REQUIREMENT =>
Using the records below, write out again exactly the lines that begin at the line containing "Target: leather girth strap" and end at the line containing "Target: seated spectator", and no other lines.

GIVEN INFORMATION =>
_ _ _
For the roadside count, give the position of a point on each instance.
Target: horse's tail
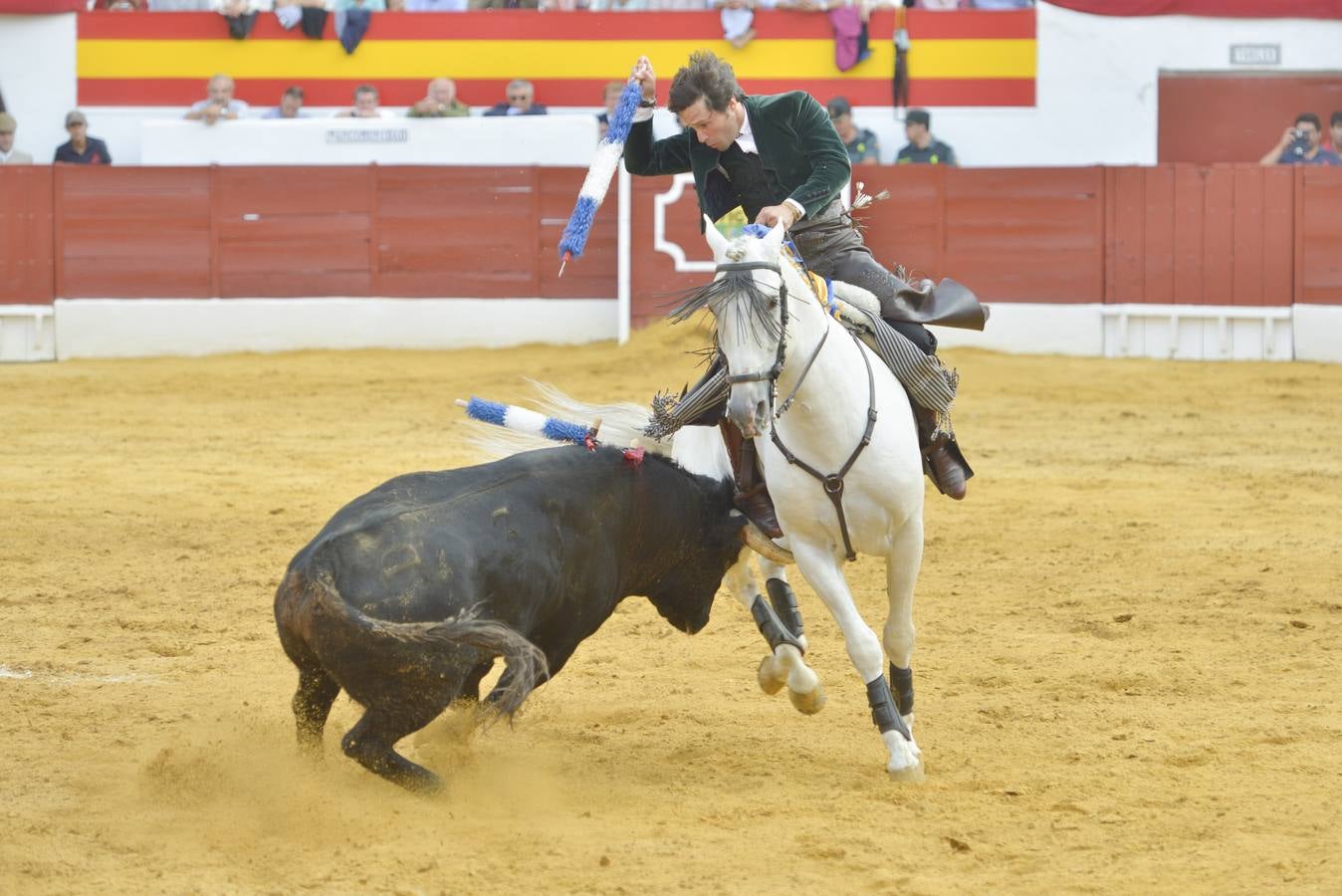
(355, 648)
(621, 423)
_ _ _
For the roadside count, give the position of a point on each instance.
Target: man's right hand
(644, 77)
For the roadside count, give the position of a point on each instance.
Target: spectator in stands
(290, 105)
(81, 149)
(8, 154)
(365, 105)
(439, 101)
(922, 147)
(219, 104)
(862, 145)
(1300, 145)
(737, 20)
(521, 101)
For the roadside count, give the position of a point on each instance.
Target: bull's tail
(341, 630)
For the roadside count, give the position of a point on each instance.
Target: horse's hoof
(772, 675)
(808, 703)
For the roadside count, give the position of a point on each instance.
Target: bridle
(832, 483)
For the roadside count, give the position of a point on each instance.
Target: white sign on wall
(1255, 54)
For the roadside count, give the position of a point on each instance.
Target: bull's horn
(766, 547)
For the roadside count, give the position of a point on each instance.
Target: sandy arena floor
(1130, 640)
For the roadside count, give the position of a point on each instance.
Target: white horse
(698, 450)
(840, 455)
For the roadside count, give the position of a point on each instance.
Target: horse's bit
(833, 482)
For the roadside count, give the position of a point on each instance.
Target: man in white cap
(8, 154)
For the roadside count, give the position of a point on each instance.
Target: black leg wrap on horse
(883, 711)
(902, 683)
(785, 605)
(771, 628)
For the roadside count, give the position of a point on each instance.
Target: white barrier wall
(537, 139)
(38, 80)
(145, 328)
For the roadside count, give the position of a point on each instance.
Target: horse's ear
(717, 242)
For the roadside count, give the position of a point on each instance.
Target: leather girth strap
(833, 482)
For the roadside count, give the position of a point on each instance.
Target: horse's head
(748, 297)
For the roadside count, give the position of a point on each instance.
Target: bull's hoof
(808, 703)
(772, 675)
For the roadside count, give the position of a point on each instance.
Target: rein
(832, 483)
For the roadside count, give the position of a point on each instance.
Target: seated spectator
_ _ _
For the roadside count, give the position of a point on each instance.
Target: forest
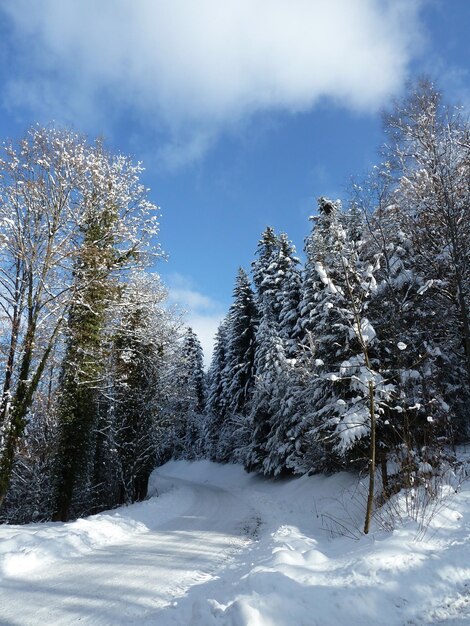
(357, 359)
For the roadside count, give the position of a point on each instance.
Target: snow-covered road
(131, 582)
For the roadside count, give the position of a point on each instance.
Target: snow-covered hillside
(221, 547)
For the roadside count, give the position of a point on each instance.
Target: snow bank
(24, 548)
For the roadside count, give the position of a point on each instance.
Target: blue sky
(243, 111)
_ _ _
SOLUTION BELOW =>
Target: leather girth strap
(833, 482)
For the roadside count, give the position of a point on each instance.
Target: horse's head
(748, 297)
For the roadside count, give the position of a point on each instance.
Target: bull's hoof
(808, 703)
(772, 675)
For the roadside count, give the position of a point on each instance.
Target: rein
(832, 483)
For the roadside count, give the position of a point on each instance.
Target: seated spectator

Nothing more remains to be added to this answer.